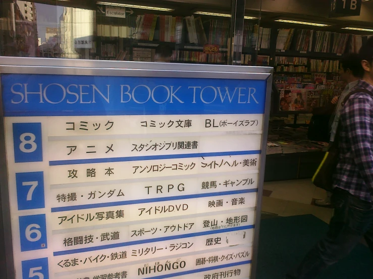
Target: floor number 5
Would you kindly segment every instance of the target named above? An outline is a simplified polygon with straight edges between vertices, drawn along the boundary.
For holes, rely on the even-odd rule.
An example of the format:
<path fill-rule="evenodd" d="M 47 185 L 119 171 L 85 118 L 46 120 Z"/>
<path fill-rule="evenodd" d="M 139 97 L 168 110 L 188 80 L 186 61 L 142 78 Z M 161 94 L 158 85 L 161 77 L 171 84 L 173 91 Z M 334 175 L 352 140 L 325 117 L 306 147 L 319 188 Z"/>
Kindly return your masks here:
<path fill-rule="evenodd" d="M 22 261 L 22 279 L 49 279 L 48 258 Z"/>
<path fill-rule="evenodd" d="M 37 279 L 44 279 L 44 275 L 41 272 L 36 272 L 38 270 L 42 270 L 43 268 L 41 266 L 37 267 L 32 267 L 30 268 L 30 272 L 28 274 L 29 278 L 34 278 L 35 276 L 37 276 Z"/>

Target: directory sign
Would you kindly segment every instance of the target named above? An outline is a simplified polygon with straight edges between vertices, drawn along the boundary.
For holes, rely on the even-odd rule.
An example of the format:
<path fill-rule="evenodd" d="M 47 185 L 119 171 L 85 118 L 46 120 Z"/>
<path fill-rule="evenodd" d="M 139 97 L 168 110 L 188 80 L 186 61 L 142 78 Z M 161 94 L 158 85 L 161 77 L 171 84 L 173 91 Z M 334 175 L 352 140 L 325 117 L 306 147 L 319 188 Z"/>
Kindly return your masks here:
<path fill-rule="evenodd" d="M 16 279 L 250 277 L 271 74 L 136 65 L 0 68 Z"/>

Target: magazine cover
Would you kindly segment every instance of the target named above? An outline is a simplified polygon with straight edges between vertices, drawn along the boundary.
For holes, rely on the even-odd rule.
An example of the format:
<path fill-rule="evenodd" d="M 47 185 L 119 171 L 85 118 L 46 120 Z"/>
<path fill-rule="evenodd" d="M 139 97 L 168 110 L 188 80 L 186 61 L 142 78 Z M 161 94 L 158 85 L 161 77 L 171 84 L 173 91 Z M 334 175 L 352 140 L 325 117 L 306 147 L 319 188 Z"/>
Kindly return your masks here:
<path fill-rule="evenodd" d="M 313 78 L 316 84 L 325 85 L 327 83 L 326 73 L 317 73 L 314 74 Z"/>
<path fill-rule="evenodd" d="M 305 89 L 282 89 L 280 93 L 280 110 L 304 110 L 307 105 Z"/>
<path fill-rule="evenodd" d="M 325 106 L 329 104 L 333 97 L 333 89 L 322 89 L 321 90 L 321 100 L 320 106 Z"/>

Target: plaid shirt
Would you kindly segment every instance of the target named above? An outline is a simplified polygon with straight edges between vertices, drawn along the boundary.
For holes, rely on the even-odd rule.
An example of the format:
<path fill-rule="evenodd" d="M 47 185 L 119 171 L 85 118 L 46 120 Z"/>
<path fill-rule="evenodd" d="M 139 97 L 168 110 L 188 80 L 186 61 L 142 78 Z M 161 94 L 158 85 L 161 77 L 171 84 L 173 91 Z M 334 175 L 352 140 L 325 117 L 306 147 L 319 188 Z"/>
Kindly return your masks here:
<path fill-rule="evenodd" d="M 373 86 L 359 80 L 353 89 L 373 92 Z M 363 92 L 350 97 L 341 111 L 339 160 L 334 187 L 372 202 L 373 195 L 373 97 Z"/>

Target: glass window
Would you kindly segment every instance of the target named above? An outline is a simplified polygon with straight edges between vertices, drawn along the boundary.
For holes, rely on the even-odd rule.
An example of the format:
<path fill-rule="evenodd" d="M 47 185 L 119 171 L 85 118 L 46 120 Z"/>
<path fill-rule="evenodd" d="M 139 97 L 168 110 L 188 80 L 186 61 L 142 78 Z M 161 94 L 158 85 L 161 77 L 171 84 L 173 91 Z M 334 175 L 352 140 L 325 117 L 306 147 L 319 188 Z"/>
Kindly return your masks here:
<path fill-rule="evenodd" d="M 0 54 L 232 64 L 234 51 L 240 53 L 232 46 L 242 35 L 232 39 L 231 0 L 215 4 L 208 0 L 188 2 L 3 2 Z M 257 28 L 257 11 L 254 14 L 254 20 L 245 22 L 255 21 Z"/>

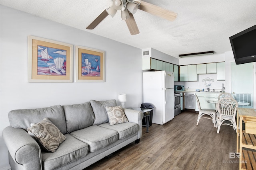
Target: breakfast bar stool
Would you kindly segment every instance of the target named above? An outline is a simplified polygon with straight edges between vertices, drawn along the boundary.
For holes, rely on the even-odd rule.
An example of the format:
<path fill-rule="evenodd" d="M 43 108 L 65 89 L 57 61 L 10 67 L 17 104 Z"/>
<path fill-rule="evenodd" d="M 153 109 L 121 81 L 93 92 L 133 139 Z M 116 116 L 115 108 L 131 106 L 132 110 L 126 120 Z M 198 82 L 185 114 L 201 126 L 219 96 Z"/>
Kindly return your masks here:
<path fill-rule="evenodd" d="M 209 115 L 209 117 L 202 117 L 202 118 L 209 119 L 212 120 L 212 123 L 214 126 L 216 127 L 216 110 L 214 109 L 201 109 L 200 107 L 200 103 L 199 103 L 199 100 L 198 100 L 197 96 L 196 95 L 196 101 L 197 102 L 197 106 L 199 110 L 199 113 L 198 113 L 198 118 L 197 118 L 197 121 L 196 122 L 196 125 L 198 125 L 199 123 L 199 120 L 202 117 L 205 115 Z"/>

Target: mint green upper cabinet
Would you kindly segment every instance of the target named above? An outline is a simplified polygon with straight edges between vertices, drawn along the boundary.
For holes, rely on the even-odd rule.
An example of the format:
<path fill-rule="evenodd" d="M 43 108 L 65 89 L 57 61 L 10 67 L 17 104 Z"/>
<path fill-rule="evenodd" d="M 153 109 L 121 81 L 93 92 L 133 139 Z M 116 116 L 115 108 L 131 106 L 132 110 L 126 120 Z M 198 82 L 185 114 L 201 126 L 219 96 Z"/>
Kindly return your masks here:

▸ Instruction
Rewrite the entries from their start through the line containing "16 279 L 250" so that "simplified polygon" becomes "basic polygon" and every other word stays the same. Omit the pictures from your answer.

▸ The result
Target: floor number 5
Would you kindly segment every instance of the target named above? An outline is a basic polygon with straight edges between vertices, drawn along the boundary.
For holes, rely on the even-odd rule.
An example of the format:
<path fill-rule="evenodd" d="M 47 185 L 119 171 L 85 118 L 46 120 Z"/>
<path fill-rule="evenodd" d="M 139 97 L 168 110 L 188 80 L 186 61 L 142 78 Z M 161 94 L 158 85 L 161 77 L 171 84 L 173 91 Z M 334 175 L 352 140 L 325 117 L 306 147 L 319 188 Z"/>
Kindly return your masks here:
<path fill-rule="evenodd" d="M 22 261 L 22 279 L 49 279 L 48 258 Z"/>
<path fill-rule="evenodd" d="M 37 279 L 44 279 L 44 275 L 41 272 L 36 272 L 38 270 L 42 270 L 43 268 L 41 266 L 37 267 L 32 267 L 30 268 L 30 272 L 28 274 L 29 278 L 34 278 L 35 276 L 37 276 Z"/>

Target: directory sign
Would you kindly segment every instance of the target named above? An outline is a basic polygon with straight edges between vertices, drawn along the boundary.
For holes, rely on the even-odd rule.
An example of the format:
<path fill-rule="evenodd" d="M 47 185 L 119 171 L 85 118 L 46 120 Z"/>
<path fill-rule="evenodd" d="M 139 97 L 168 110 L 188 80 L 186 61 L 142 78 Z M 161 94 L 158 85 L 161 77 L 171 84 L 173 91 Z M 334 175 L 352 140 L 325 117 L 306 147 L 319 188 Z"/>
Kindly return your masks here:
<path fill-rule="evenodd" d="M 16 279 L 250 277 L 271 74 L 136 65 L 0 68 Z"/>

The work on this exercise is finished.